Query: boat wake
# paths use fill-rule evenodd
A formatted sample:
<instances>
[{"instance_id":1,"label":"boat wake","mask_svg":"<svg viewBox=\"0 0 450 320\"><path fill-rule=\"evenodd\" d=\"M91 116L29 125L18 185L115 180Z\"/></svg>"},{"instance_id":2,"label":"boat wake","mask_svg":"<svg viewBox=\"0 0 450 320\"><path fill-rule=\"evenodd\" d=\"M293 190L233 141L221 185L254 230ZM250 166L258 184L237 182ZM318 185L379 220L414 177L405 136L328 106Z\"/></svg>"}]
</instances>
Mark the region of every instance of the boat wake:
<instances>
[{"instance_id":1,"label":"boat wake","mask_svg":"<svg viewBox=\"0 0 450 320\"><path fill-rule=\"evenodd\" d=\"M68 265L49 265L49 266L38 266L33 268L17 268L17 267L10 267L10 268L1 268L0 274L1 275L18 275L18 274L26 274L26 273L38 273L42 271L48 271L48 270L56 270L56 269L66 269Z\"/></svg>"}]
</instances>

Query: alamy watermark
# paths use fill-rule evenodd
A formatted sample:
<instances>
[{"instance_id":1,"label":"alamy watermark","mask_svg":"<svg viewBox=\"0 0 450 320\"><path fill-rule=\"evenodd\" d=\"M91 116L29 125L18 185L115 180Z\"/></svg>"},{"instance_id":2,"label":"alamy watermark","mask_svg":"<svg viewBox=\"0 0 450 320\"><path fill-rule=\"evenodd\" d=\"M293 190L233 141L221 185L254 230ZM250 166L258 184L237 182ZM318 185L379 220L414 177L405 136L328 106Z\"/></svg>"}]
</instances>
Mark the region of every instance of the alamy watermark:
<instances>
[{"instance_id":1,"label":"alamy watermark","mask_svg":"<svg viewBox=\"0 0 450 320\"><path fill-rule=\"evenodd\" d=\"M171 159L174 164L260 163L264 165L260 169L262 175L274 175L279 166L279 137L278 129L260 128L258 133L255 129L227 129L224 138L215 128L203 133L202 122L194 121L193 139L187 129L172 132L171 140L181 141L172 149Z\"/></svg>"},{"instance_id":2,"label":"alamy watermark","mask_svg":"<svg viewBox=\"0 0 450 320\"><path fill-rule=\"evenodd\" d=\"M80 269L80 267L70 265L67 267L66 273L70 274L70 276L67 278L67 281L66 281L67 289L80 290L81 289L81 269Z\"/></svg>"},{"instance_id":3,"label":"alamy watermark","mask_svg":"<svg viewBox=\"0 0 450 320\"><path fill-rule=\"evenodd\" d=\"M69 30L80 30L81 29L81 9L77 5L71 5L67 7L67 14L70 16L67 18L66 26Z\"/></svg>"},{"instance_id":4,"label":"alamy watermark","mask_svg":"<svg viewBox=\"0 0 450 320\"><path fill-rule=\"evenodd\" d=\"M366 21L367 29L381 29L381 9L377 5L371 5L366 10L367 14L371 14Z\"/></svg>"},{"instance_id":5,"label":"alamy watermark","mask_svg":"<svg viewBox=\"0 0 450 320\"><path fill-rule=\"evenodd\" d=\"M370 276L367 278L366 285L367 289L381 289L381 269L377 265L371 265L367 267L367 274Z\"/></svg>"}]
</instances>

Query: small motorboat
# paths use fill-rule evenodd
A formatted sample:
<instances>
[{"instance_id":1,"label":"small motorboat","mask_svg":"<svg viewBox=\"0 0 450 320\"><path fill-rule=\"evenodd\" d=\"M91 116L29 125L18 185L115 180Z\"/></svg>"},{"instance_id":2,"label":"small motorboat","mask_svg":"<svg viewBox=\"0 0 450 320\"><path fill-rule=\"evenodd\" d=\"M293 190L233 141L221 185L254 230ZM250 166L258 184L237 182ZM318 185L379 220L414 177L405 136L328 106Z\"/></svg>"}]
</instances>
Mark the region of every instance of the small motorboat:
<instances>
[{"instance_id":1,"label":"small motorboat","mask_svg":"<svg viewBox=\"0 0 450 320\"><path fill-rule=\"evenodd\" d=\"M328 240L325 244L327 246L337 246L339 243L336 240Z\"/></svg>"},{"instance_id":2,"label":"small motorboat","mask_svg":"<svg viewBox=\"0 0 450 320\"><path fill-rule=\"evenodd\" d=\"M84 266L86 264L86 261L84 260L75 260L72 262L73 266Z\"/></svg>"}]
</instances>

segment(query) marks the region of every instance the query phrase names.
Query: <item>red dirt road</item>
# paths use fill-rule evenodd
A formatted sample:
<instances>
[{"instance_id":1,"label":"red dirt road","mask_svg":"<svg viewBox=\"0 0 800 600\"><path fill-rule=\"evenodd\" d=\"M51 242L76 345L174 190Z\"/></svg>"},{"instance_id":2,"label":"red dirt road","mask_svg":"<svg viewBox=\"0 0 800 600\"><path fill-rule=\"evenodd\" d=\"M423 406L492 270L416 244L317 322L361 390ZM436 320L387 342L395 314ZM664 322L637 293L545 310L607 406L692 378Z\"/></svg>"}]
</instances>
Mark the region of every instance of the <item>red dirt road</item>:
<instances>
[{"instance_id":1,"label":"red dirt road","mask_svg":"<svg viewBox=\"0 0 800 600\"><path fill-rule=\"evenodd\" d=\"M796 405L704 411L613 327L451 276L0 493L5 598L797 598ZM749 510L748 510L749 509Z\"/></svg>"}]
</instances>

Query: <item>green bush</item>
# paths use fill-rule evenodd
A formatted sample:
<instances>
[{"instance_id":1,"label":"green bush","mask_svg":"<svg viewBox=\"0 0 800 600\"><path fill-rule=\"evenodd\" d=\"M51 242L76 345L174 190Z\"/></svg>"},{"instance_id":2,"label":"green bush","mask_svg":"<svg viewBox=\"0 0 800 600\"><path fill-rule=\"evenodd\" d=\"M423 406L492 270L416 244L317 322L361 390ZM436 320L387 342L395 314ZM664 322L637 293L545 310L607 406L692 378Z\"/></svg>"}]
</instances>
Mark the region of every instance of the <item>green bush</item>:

__What you should do__.
The answer must be an exact reproduction of all the records.

__Exercise result__.
Query: boat wake
# paths use fill-rule evenodd
A formatted sample:
<instances>
[{"instance_id":1,"label":"boat wake","mask_svg":"<svg viewBox=\"0 0 450 320\"><path fill-rule=\"evenodd\" d=\"M91 116L29 125L18 185L115 180Z\"/></svg>"},{"instance_id":2,"label":"boat wake","mask_svg":"<svg viewBox=\"0 0 450 320\"><path fill-rule=\"evenodd\" d=\"M293 190L233 141L221 185L254 230ZM250 166L258 184L237 182ZM318 185L379 220L414 177L405 136L328 106Z\"/></svg>"}]
</instances>
Mark the region of every instance of the boat wake:
<instances>
[{"instance_id":1,"label":"boat wake","mask_svg":"<svg viewBox=\"0 0 450 320\"><path fill-rule=\"evenodd\" d=\"M68 265L49 265L49 266L38 266L33 268L17 268L17 267L10 267L10 268L1 268L0 274L1 275L18 275L18 274L26 274L26 273L38 273L42 271L48 271L48 270L56 270L56 269L66 269Z\"/></svg>"}]
</instances>

Query: alamy watermark
# paths use fill-rule evenodd
A formatted sample:
<instances>
[{"instance_id":1,"label":"alamy watermark","mask_svg":"<svg viewBox=\"0 0 450 320\"><path fill-rule=\"evenodd\" d=\"M91 116L29 125L18 185L115 180Z\"/></svg>"},{"instance_id":2,"label":"alamy watermark","mask_svg":"<svg viewBox=\"0 0 450 320\"><path fill-rule=\"evenodd\" d=\"M293 190L233 141L221 185L254 230ZM250 166L258 184L237 182ZM318 185L379 220L414 177L405 136L328 106Z\"/></svg>"}]
</instances>
Mark the region of every instance of the alamy watermark:
<instances>
[{"instance_id":1,"label":"alamy watermark","mask_svg":"<svg viewBox=\"0 0 450 320\"><path fill-rule=\"evenodd\" d=\"M171 159L174 164L260 163L264 165L260 169L262 175L274 175L279 166L279 137L278 129L260 128L258 133L255 129L227 129L224 138L215 128L203 133L202 122L194 121L193 139L187 129L172 132L171 140L181 141L172 149Z\"/></svg>"},{"instance_id":2,"label":"alamy watermark","mask_svg":"<svg viewBox=\"0 0 450 320\"><path fill-rule=\"evenodd\" d=\"M80 269L80 267L70 265L67 267L66 273L70 274L70 276L67 278L67 281L66 281L67 289L80 290L81 289L81 269Z\"/></svg>"},{"instance_id":3,"label":"alamy watermark","mask_svg":"<svg viewBox=\"0 0 450 320\"><path fill-rule=\"evenodd\" d=\"M69 30L80 30L81 29L81 9L77 5L71 5L67 7L67 14L70 16L67 18L66 26Z\"/></svg>"},{"instance_id":4,"label":"alamy watermark","mask_svg":"<svg viewBox=\"0 0 450 320\"><path fill-rule=\"evenodd\" d=\"M366 21L367 29L381 29L381 9L377 5L371 5L366 10L367 14L371 14Z\"/></svg>"},{"instance_id":5,"label":"alamy watermark","mask_svg":"<svg viewBox=\"0 0 450 320\"><path fill-rule=\"evenodd\" d=\"M370 276L367 278L366 285L367 289L381 289L381 269L377 265L371 265L367 267L367 274Z\"/></svg>"}]
</instances>

Query: small motorboat
# paths use fill-rule evenodd
A formatted sample:
<instances>
[{"instance_id":1,"label":"small motorboat","mask_svg":"<svg viewBox=\"0 0 450 320\"><path fill-rule=\"evenodd\" d=\"M91 116L29 125L18 185L115 180Z\"/></svg>"},{"instance_id":2,"label":"small motorboat","mask_svg":"<svg viewBox=\"0 0 450 320\"><path fill-rule=\"evenodd\" d=\"M293 190L233 141L221 185L254 230ZM250 166L258 184L237 182ZM318 185L379 220L414 177L405 136L328 106Z\"/></svg>"}]
</instances>
Mark the region of every instance of the small motorboat:
<instances>
[{"instance_id":1,"label":"small motorboat","mask_svg":"<svg viewBox=\"0 0 450 320\"><path fill-rule=\"evenodd\" d=\"M328 240L325 244L327 246L337 246L339 243L336 240Z\"/></svg>"},{"instance_id":2,"label":"small motorboat","mask_svg":"<svg viewBox=\"0 0 450 320\"><path fill-rule=\"evenodd\" d=\"M84 266L86 264L86 261L84 260L75 260L72 262L73 266Z\"/></svg>"}]
</instances>

segment(query) marks the region of every instance the query phrase names.
Query: <item>red dirt road</item>
# paths use fill-rule evenodd
A formatted sample:
<instances>
[{"instance_id":1,"label":"red dirt road","mask_svg":"<svg viewBox=\"0 0 800 600\"><path fill-rule=\"evenodd\" d=\"M51 242L76 345L174 190Z\"/></svg>"},{"instance_id":2,"label":"red dirt road","mask_svg":"<svg viewBox=\"0 0 800 600\"><path fill-rule=\"evenodd\" d=\"M423 406L492 270L416 244L317 322L361 390ZM436 320L387 342L395 314ZM664 322L637 293L545 310L607 406L692 378Z\"/></svg>"}]
</instances>
Mark the region of every instance of the <item>red dirt road</item>:
<instances>
[{"instance_id":1,"label":"red dirt road","mask_svg":"<svg viewBox=\"0 0 800 600\"><path fill-rule=\"evenodd\" d=\"M796 405L704 411L613 327L451 276L0 493L5 598L797 598ZM749 510L748 510L749 509Z\"/></svg>"}]
</instances>

Query: <item>green bush</item>
# paths use fill-rule evenodd
A formatted sample:
<instances>
[{"instance_id":1,"label":"green bush","mask_svg":"<svg viewBox=\"0 0 800 600\"><path fill-rule=\"evenodd\" d=\"M51 242L76 345L174 190Z\"/></svg>"},{"instance_id":2,"label":"green bush","mask_svg":"<svg viewBox=\"0 0 800 600\"><path fill-rule=\"evenodd\" d=\"M423 406L492 270L416 244L317 322L361 390ZM436 320L387 342L395 314ZM664 322L637 293L545 310L607 406L692 378Z\"/></svg>"}]
</instances>
Mark the region of every instance of the <item>green bush</item>:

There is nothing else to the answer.